_REQUIRED WORK_:
Could you arrange the listing below, from its first line through the line containing "[0,349,1024,766]", both included, as a JSON list of strings with one string per line and blank lines omitted?

┌─ EXTRACTED INFORMATION

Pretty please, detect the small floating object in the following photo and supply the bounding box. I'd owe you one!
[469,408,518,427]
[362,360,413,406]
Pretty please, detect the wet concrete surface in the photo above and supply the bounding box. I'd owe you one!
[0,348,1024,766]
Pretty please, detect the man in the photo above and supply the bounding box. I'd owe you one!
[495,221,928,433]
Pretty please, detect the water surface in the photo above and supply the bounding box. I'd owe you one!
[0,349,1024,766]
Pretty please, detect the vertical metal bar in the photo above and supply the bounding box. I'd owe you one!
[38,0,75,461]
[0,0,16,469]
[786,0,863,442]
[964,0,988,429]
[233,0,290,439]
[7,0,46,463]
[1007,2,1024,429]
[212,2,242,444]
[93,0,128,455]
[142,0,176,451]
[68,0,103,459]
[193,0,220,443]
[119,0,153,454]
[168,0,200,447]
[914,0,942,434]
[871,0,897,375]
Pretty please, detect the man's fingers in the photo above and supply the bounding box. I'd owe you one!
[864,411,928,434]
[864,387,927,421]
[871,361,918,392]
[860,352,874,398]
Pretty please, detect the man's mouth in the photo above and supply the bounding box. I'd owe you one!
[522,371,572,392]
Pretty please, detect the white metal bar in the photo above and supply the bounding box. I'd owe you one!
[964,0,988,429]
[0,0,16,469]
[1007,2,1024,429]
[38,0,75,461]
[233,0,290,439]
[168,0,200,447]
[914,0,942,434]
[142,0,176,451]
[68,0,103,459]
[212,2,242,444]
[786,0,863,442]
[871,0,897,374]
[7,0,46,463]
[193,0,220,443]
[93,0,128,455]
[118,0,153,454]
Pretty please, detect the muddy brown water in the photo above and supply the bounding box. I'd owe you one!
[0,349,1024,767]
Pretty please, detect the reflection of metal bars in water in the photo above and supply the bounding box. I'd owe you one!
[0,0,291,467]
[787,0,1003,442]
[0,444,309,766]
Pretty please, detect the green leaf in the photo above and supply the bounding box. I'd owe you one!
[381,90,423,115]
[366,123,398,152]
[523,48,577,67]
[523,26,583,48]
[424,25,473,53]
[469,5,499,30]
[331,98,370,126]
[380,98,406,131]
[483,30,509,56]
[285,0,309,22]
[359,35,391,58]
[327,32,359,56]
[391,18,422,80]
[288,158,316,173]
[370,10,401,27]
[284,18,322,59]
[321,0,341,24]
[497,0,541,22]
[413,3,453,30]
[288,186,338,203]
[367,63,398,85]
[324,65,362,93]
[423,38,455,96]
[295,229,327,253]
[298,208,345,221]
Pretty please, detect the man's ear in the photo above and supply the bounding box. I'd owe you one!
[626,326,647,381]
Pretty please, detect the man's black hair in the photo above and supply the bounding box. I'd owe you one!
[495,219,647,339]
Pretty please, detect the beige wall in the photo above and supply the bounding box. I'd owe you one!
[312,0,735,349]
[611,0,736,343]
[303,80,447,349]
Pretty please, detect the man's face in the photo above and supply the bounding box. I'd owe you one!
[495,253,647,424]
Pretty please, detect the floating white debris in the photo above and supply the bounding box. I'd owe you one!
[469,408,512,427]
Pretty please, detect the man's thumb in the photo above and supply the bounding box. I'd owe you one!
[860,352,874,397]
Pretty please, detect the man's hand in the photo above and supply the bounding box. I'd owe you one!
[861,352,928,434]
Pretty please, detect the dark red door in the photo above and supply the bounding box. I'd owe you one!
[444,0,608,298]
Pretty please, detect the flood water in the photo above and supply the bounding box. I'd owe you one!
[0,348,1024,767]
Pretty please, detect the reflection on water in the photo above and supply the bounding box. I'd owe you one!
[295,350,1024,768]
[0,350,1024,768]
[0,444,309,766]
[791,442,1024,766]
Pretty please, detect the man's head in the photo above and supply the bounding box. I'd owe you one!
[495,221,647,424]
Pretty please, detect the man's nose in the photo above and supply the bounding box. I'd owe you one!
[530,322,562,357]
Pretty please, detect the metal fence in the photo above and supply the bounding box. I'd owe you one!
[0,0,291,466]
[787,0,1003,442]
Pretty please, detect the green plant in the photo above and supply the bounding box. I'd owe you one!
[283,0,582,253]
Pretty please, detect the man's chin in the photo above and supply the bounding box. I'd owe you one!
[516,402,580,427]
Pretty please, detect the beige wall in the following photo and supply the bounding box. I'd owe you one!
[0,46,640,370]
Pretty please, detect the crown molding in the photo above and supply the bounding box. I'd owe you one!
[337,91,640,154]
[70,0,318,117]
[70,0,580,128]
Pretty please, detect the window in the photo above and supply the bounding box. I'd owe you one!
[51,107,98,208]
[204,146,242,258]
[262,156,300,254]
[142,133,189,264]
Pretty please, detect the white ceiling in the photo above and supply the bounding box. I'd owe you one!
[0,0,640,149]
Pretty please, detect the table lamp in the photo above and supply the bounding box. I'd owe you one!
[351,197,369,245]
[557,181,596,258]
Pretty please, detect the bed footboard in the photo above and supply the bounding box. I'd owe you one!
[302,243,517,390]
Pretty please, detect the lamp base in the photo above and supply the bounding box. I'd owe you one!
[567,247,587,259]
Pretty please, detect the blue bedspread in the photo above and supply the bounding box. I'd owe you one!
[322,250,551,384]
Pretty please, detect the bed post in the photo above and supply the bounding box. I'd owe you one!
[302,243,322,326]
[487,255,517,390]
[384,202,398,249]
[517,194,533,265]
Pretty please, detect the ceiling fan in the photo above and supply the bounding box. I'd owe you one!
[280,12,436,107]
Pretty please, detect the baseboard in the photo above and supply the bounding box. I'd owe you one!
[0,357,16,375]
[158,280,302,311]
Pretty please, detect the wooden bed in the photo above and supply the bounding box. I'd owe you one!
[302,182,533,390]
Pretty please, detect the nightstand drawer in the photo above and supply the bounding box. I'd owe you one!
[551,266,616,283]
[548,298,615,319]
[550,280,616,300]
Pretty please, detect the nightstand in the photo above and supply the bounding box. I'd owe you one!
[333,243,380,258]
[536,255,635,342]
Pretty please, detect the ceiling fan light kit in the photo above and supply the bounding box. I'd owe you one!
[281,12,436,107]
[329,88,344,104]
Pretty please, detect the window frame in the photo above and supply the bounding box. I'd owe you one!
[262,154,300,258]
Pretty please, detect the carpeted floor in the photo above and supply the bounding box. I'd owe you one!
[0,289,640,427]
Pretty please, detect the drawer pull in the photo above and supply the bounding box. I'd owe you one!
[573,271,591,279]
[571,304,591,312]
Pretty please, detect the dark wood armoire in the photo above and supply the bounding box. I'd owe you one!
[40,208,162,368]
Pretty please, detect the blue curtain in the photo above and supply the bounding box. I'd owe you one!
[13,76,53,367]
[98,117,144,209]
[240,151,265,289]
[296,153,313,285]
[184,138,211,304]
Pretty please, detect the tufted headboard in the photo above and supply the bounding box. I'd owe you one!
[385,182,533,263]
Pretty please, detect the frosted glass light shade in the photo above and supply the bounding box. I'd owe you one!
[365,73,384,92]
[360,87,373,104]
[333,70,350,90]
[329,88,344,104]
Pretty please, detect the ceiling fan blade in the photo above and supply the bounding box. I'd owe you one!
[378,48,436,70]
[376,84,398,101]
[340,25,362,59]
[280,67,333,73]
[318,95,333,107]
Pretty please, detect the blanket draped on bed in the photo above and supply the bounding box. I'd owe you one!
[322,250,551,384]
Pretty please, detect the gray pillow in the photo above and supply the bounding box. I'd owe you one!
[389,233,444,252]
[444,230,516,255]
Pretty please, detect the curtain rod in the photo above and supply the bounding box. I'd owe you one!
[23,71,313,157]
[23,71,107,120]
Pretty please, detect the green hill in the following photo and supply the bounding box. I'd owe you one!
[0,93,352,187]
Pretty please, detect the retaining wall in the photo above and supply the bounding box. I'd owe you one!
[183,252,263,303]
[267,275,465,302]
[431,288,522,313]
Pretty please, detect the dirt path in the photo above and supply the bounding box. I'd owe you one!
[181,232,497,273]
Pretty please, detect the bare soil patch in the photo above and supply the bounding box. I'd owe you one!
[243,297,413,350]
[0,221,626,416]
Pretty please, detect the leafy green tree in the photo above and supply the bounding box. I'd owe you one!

└─

_TASK ANSWER_:
[
  "Pretty please, detect the small floating object in the following photo and supply the bounding box. I'd owe you one!",
  "[469,408,518,427]",
  "[362,360,413,406]",
  "Pretty please, detect the wet concrete surface in the photo above and supply the bounding box. I'd owe you one!",
  "[0,348,1024,766]",
  "Pretty please, detect the man in the photo above and supply the bounding box. I'd owe you one!",
  "[495,221,928,433]",
  "Pretty please, detect the water surface in the photo above and supply the bounding box. I'd owe you one!",
  "[0,349,1024,766]"
]